» Task description
Take the records below and set them down exactly, so that every line matches the original.

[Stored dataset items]
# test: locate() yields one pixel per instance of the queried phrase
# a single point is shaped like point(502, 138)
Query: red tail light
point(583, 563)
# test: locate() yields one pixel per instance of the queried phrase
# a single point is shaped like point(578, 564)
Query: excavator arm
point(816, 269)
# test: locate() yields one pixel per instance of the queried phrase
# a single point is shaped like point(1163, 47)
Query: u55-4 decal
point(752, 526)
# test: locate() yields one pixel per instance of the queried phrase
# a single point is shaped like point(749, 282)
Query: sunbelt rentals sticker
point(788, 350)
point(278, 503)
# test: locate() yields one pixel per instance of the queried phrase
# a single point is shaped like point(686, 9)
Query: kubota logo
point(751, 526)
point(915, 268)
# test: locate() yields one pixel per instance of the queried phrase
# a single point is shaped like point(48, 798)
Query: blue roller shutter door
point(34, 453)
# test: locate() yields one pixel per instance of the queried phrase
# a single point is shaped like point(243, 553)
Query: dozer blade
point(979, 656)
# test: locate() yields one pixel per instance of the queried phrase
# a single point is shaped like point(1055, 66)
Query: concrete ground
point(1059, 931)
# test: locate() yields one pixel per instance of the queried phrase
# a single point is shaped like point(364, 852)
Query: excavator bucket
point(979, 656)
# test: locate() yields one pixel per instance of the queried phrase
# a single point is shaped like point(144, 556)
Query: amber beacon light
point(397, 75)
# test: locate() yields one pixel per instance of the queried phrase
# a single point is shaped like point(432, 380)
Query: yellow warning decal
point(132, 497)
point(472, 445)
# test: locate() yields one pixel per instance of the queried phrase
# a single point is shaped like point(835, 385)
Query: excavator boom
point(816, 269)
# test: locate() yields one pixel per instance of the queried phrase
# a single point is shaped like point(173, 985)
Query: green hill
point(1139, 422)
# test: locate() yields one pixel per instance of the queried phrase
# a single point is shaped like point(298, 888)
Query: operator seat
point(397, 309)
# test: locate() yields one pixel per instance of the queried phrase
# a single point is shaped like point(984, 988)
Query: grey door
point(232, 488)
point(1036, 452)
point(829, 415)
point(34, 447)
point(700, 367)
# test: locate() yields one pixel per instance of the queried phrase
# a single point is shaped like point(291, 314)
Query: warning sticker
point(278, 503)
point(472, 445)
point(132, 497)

» Exercise solution
# test: locate() yields one pixel per instance of the queried phrase
# a single point is shaped like point(502, 138)
Query: red tail light
point(583, 563)
# test: locate() yields one pixel per instance of the queried phrase
# a single point is shaped like point(578, 564)
Query: excavator arm
point(816, 269)
# test: locate() yields one pixel per instance of the queried phrase
# a single point is shaped like point(1163, 47)
Query: u55-4 decal
point(752, 526)
# test: locate() yields one pixel per instance of the queried phrase
# a single point is shaped like point(749, 282)
Query: sunbelt rentals sticker
point(788, 350)
point(278, 503)
# test: locate() yields one pixel per instance of the queried phrase
# a single point is shaped like point(686, 9)
Query: kubota logo
point(751, 526)
point(915, 268)
# test: locate() yields one pixel per instance of the queried phrase
# a single point is shaped like point(48, 798)
Query: blue roller shutter door
point(34, 453)
# test: locate() yields one pixel per instance of the queried phrase
# a single point is shaped like point(243, 553)
Query: dozer blade
point(979, 656)
# test: locate() yields one pixel per instance of the queried phrase
# a single point is shaped like point(1055, 66)
Query: concrete ground
point(1059, 931)
# test: locate() yields one pixel per instance of the queried phrase
# a single point is shaped like point(364, 852)
Query: excavator bucket
point(979, 656)
# test: locate() yields one pixel per instance of the queried phrase
# a single point is shaped like point(144, 556)
Query: amber beacon light
point(397, 75)
# test: locate() yields one pixel per instance of the queried phrase
# a single point is shaped like point(432, 380)
Query: yellow warning decal
point(132, 497)
point(472, 445)
# test: locate() yields one pixel per instance of the queried phrase
# a single point is shaped like point(835, 385)
Query: excavator boom
point(816, 269)
# test: locate() yields one pixel per instance of the queried phrase
# a single point is shaped like point(173, 985)
Query: green hill
point(1139, 422)
# test: locate() yields one pixel per instance of the queried phrase
# a single point is shaped like point(298, 888)
Query: operator seat
point(397, 309)
# test: locate() yields one pixel per instance of the queried phrase
# a single point is shaped like point(984, 988)
Query: grey door
point(232, 488)
point(1036, 452)
point(829, 415)
point(34, 447)
point(700, 367)
# test: locate() yields one pixel per instance of the queried phrase
# a single point is shaped like point(291, 314)
Query: warning sticker
point(278, 503)
point(472, 445)
point(132, 497)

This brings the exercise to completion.